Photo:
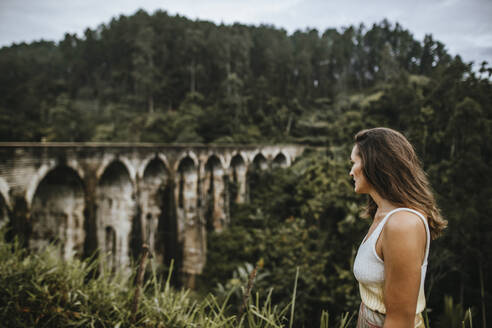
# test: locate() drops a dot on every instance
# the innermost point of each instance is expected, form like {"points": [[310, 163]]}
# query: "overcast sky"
{"points": [[464, 26]]}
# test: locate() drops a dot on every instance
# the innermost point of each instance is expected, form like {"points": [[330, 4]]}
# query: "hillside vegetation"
{"points": [[161, 78]]}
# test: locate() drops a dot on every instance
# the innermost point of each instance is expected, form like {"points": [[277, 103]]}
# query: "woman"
{"points": [[392, 260]]}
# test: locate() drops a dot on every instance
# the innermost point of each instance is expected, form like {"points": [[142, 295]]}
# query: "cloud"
{"points": [[464, 26]]}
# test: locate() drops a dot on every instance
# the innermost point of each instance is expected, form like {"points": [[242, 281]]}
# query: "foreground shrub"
{"points": [[42, 290]]}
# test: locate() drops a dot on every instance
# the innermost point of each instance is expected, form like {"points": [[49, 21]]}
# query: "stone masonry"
{"points": [[112, 197]]}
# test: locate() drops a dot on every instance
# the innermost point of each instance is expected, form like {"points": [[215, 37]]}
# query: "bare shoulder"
{"points": [[404, 238], [404, 222], [404, 227]]}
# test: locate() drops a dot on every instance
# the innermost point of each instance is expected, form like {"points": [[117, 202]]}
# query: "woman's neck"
{"points": [[384, 205]]}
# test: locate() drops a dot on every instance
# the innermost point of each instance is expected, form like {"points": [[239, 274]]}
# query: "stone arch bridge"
{"points": [[115, 196]]}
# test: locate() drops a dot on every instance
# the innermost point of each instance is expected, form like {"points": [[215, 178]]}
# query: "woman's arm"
{"points": [[403, 249]]}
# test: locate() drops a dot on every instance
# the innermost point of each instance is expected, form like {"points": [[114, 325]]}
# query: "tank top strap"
{"points": [[420, 215]]}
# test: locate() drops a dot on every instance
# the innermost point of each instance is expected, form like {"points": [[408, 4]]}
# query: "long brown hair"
{"points": [[391, 166]]}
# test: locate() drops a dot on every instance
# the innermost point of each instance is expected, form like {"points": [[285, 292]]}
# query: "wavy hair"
{"points": [[391, 166]]}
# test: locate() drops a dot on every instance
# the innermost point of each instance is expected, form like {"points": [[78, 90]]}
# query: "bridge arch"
{"points": [[188, 155], [118, 228], [280, 160], [57, 211], [45, 169], [156, 206], [215, 194], [259, 161], [4, 192], [238, 169], [144, 164], [107, 161]]}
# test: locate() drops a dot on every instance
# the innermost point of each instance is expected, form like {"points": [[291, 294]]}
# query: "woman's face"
{"points": [[360, 181]]}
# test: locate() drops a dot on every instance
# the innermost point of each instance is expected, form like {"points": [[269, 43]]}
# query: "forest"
{"points": [[169, 79]]}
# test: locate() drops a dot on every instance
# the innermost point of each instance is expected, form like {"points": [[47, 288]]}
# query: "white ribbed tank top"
{"points": [[369, 268]]}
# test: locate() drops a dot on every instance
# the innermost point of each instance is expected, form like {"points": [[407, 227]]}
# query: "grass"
{"points": [[42, 290]]}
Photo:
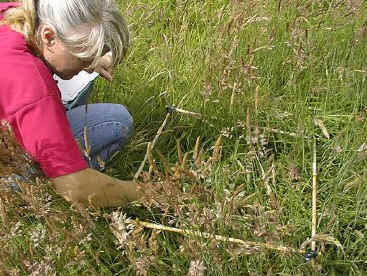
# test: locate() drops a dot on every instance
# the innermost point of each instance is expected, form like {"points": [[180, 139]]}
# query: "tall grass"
{"points": [[260, 73]]}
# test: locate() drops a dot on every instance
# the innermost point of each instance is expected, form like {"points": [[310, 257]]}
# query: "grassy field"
{"points": [[268, 78]]}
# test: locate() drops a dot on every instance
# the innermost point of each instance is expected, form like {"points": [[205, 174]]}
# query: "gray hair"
{"points": [[88, 28]]}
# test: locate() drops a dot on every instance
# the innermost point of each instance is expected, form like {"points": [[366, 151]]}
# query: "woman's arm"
{"points": [[92, 187]]}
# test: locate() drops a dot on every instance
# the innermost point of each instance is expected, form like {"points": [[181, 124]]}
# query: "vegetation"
{"points": [[265, 79]]}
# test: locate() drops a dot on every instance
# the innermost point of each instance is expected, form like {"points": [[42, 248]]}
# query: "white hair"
{"points": [[88, 28]]}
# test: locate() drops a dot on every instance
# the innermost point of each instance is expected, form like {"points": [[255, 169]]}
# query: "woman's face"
{"points": [[57, 56]]}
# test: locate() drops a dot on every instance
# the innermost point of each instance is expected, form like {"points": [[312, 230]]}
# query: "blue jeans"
{"points": [[109, 127]]}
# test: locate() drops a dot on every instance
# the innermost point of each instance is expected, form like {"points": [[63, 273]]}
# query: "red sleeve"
{"points": [[45, 133]]}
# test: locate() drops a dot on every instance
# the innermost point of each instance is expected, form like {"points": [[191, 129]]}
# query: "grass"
{"points": [[247, 67]]}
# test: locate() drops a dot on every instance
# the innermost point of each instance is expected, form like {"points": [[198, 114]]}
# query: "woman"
{"points": [[40, 38]]}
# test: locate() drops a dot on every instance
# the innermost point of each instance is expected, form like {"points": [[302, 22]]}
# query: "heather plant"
{"points": [[256, 89]]}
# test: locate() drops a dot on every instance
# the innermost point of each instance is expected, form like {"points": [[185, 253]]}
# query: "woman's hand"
{"points": [[104, 67]]}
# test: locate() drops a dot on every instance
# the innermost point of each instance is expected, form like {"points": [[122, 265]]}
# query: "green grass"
{"points": [[197, 54]]}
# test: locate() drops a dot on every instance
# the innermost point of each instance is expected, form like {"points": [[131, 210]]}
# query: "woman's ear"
{"points": [[48, 37]]}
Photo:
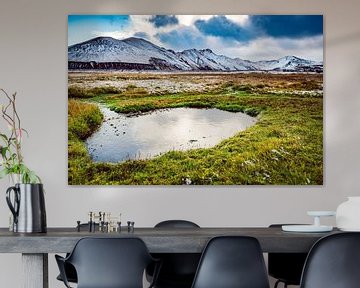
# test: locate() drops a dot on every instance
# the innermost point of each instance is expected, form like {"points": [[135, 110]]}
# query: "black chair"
{"points": [[108, 263], [69, 269], [333, 262], [286, 267], [178, 269], [232, 262]]}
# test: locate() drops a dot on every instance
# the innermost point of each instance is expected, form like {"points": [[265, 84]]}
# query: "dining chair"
{"points": [[232, 262], [108, 263], [178, 269], [70, 271], [286, 267], [333, 262]]}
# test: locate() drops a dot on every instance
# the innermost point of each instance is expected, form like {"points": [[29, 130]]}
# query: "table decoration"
{"points": [[25, 198]]}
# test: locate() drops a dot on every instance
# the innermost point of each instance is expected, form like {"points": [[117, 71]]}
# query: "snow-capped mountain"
{"points": [[139, 54]]}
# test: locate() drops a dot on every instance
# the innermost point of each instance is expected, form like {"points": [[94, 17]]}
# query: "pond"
{"points": [[122, 137]]}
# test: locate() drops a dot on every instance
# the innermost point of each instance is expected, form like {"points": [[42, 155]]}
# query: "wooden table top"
{"points": [[158, 240]]}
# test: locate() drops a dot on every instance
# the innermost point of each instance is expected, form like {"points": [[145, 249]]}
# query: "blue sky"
{"points": [[253, 37]]}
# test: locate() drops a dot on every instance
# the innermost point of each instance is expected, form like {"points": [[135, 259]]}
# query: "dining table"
{"points": [[35, 247]]}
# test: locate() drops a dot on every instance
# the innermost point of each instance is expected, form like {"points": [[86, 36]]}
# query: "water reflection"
{"points": [[121, 137]]}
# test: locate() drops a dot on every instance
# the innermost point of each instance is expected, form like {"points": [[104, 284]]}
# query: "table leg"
{"points": [[35, 270]]}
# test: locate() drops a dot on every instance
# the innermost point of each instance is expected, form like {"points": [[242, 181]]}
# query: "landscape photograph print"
{"points": [[195, 100]]}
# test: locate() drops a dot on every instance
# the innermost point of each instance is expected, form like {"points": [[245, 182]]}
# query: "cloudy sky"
{"points": [[252, 37]]}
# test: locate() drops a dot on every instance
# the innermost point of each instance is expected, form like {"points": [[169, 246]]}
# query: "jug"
{"points": [[28, 208]]}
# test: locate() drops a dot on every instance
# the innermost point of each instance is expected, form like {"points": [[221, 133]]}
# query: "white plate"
{"points": [[350, 229], [321, 213], [306, 228]]}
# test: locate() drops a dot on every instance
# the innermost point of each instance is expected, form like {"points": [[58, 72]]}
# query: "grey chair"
{"points": [[108, 263], [178, 269], [333, 262], [232, 262], [286, 267]]}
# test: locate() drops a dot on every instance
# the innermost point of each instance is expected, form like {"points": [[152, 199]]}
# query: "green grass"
{"points": [[285, 147]]}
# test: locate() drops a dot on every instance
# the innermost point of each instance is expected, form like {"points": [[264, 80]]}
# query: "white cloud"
{"points": [[264, 48]]}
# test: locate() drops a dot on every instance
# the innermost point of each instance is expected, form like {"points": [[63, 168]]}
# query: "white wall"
{"points": [[33, 45]]}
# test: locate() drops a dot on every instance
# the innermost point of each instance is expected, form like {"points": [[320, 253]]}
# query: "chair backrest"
{"points": [[176, 224], [333, 262], [232, 262], [110, 262], [177, 269], [286, 267]]}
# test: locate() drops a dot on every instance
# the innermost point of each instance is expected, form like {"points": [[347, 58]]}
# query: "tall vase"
{"points": [[27, 204], [13, 179], [348, 214]]}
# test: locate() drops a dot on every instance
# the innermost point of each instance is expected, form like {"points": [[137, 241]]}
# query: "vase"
{"points": [[27, 205], [348, 214]]}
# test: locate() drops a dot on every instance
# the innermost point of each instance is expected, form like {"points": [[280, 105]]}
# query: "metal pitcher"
{"points": [[28, 208]]}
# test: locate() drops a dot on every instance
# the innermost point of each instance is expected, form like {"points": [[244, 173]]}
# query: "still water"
{"points": [[122, 137]]}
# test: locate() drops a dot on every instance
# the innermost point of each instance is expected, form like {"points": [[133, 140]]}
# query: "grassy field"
{"points": [[285, 147]]}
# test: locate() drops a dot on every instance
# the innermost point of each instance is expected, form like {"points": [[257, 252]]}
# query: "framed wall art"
{"points": [[195, 100]]}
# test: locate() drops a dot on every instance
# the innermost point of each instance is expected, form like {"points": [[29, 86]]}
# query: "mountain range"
{"points": [[140, 54]]}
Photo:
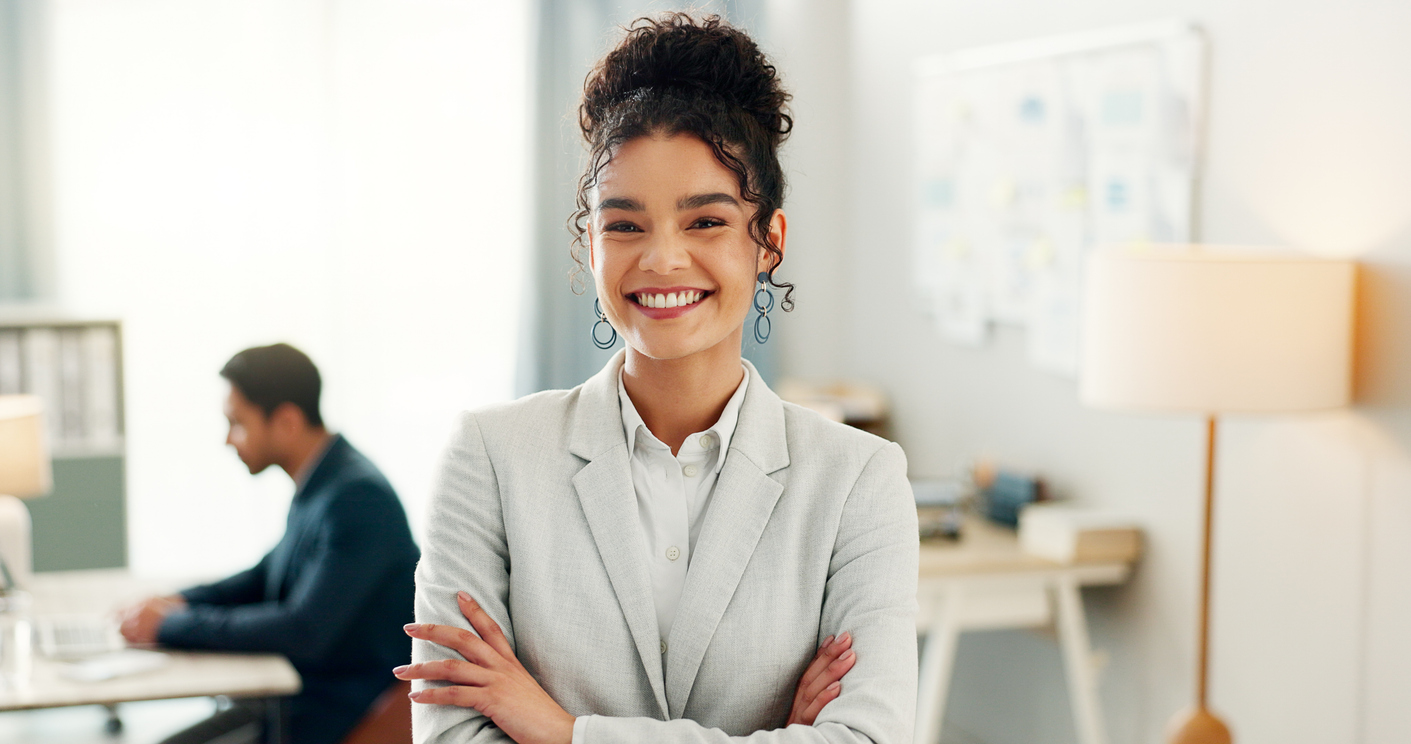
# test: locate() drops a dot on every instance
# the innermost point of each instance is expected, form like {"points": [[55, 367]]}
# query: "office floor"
{"points": [[143, 723]]}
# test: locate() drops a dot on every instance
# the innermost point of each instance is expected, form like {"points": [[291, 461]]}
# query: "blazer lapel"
{"points": [[744, 497], [608, 500]]}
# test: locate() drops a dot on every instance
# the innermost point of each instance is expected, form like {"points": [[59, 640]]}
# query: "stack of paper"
{"points": [[1077, 535]]}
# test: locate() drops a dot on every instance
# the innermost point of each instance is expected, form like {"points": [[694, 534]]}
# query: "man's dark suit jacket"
{"points": [[332, 596]]}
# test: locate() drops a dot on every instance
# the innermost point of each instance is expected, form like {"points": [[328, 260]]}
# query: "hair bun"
{"points": [[676, 55]]}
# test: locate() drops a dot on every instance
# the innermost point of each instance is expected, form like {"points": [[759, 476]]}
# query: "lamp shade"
{"points": [[24, 458], [1215, 329]]}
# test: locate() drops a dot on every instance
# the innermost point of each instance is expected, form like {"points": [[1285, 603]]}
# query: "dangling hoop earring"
{"points": [[762, 324], [603, 321]]}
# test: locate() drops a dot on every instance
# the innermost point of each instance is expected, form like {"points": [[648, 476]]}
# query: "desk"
{"points": [[186, 675], [985, 582]]}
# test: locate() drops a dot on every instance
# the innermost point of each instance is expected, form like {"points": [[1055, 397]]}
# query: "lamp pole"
{"points": [[1198, 724]]}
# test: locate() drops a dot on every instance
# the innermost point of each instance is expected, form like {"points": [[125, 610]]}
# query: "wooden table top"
{"points": [[986, 548]]}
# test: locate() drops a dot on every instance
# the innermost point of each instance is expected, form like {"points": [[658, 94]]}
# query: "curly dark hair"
{"points": [[676, 75]]}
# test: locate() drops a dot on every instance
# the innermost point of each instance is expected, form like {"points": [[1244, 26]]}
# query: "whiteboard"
{"points": [[1029, 154]]}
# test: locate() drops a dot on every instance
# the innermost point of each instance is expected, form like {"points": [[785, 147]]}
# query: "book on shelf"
{"points": [[1070, 534]]}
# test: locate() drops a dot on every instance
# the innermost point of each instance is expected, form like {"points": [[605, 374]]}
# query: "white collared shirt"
{"points": [[673, 493]]}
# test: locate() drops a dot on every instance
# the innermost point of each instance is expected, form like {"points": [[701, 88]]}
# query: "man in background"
{"points": [[336, 590]]}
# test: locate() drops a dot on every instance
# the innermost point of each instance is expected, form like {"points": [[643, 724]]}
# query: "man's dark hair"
{"points": [[270, 376]]}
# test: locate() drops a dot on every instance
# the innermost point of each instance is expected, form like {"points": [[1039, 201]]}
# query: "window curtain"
{"points": [[24, 259], [572, 34]]}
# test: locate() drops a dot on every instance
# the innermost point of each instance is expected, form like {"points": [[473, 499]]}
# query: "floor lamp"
{"points": [[24, 472], [1212, 331]]}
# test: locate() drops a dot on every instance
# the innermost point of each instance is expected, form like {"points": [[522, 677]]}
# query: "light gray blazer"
{"points": [[810, 532]]}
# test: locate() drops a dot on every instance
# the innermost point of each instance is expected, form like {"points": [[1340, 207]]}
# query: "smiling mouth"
{"points": [[669, 300]]}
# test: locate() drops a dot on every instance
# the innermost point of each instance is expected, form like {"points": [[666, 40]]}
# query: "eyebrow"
{"points": [[701, 199], [689, 202], [621, 202]]}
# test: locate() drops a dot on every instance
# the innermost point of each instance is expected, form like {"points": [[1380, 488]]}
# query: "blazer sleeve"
{"points": [[347, 569], [871, 592], [241, 588], [464, 551]]}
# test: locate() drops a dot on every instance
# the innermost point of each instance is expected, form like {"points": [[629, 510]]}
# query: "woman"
{"points": [[669, 552]]}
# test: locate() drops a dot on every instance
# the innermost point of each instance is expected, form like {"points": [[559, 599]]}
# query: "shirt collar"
{"points": [[301, 479], [724, 428]]}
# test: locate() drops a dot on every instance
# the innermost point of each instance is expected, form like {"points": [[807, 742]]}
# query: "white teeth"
{"points": [[672, 300]]}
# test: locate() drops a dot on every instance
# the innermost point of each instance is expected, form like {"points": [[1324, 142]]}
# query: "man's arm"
{"points": [[343, 575], [243, 588]]}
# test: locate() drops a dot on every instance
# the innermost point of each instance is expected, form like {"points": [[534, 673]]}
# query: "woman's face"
{"points": [[670, 250]]}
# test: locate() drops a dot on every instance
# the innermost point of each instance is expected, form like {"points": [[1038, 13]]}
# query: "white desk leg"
{"points": [[937, 661], [1077, 657]]}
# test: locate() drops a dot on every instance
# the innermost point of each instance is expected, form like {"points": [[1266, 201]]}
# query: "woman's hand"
{"points": [[821, 681], [490, 679]]}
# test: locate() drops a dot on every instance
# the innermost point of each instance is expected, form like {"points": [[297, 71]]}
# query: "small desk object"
{"points": [[188, 674], [985, 582]]}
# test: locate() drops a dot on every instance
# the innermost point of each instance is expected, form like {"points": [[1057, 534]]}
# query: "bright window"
{"points": [[347, 177]]}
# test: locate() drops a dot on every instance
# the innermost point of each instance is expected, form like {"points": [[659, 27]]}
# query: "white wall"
{"points": [[347, 177], [1308, 147]]}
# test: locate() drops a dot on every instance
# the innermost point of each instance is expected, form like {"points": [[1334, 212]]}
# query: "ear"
{"points": [[288, 418], [778, 232]]}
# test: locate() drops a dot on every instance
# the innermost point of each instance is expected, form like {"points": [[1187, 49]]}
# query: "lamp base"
{"points": [[1197, 726]]}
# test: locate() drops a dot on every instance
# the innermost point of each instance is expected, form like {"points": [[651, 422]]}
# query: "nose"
{"points": [[665, 253]]}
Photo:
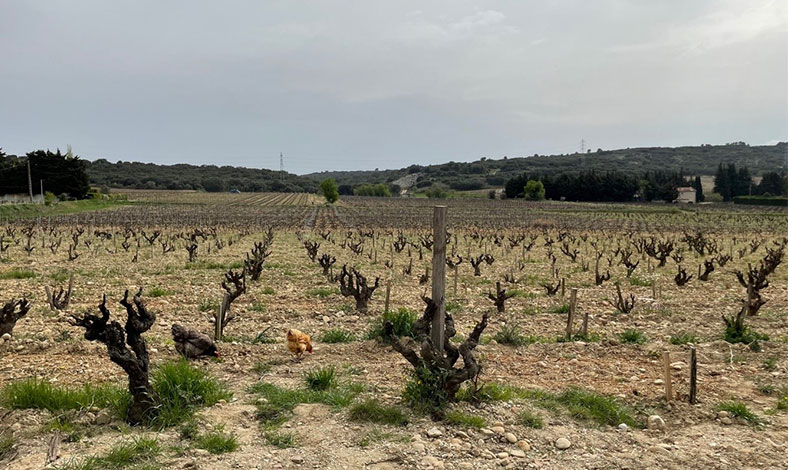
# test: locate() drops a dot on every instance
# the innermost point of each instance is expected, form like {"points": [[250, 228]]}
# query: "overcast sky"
{"points": [[365, 84]]}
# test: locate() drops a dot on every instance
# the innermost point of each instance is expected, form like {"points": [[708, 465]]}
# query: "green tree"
{"points": [[534, 191], [698, 187], [722, 183], [773, 183], [330, 190]]}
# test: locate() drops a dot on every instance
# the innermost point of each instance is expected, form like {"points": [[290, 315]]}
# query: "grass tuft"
{"points": [[632, 337], [530, 420], [321, 379], [182, 389], [402, 320], [373, 411], [737, 409], [137, 454], [458, 418], [17, 273], [338, 335], [42, 395], [217, 442], [683, 338]]}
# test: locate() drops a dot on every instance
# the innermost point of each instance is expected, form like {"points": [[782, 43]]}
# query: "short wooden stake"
{"points": [[693, 376], [668, 384]]}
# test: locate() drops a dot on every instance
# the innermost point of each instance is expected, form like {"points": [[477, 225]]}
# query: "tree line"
{"points": [[730, 183], [63, 174], [592, 185]]}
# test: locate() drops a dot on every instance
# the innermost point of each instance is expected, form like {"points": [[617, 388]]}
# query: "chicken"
{"points": [[298, 343], [192, 344]]}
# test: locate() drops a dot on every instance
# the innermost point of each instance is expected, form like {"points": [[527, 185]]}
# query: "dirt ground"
{"points": [[46, 346]]}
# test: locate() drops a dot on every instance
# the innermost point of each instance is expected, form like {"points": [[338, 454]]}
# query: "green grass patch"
{"points": [[208, 305], [746, 336], [282, 440], [375, 412], [737, 409], [157, 291], [562, 308], [7, 443], [632, 337], [683, 338], [639, 282], [42, 395], [217, 441], [468, 420], [276, 403], [530, 419], [137, 454], [322, 292], [337, 335], [519, 293], [510, 335], [17, 273], [182, 389], [24, 211], [321, 378], [402, 320]]}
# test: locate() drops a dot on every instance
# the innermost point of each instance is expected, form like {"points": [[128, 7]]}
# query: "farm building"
{"points": [[686, 195]]}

######

Filter the listing above down to every line that contains the string "floor", and copy each of those lines.

# query: "office floor"
# query: "floor lamp"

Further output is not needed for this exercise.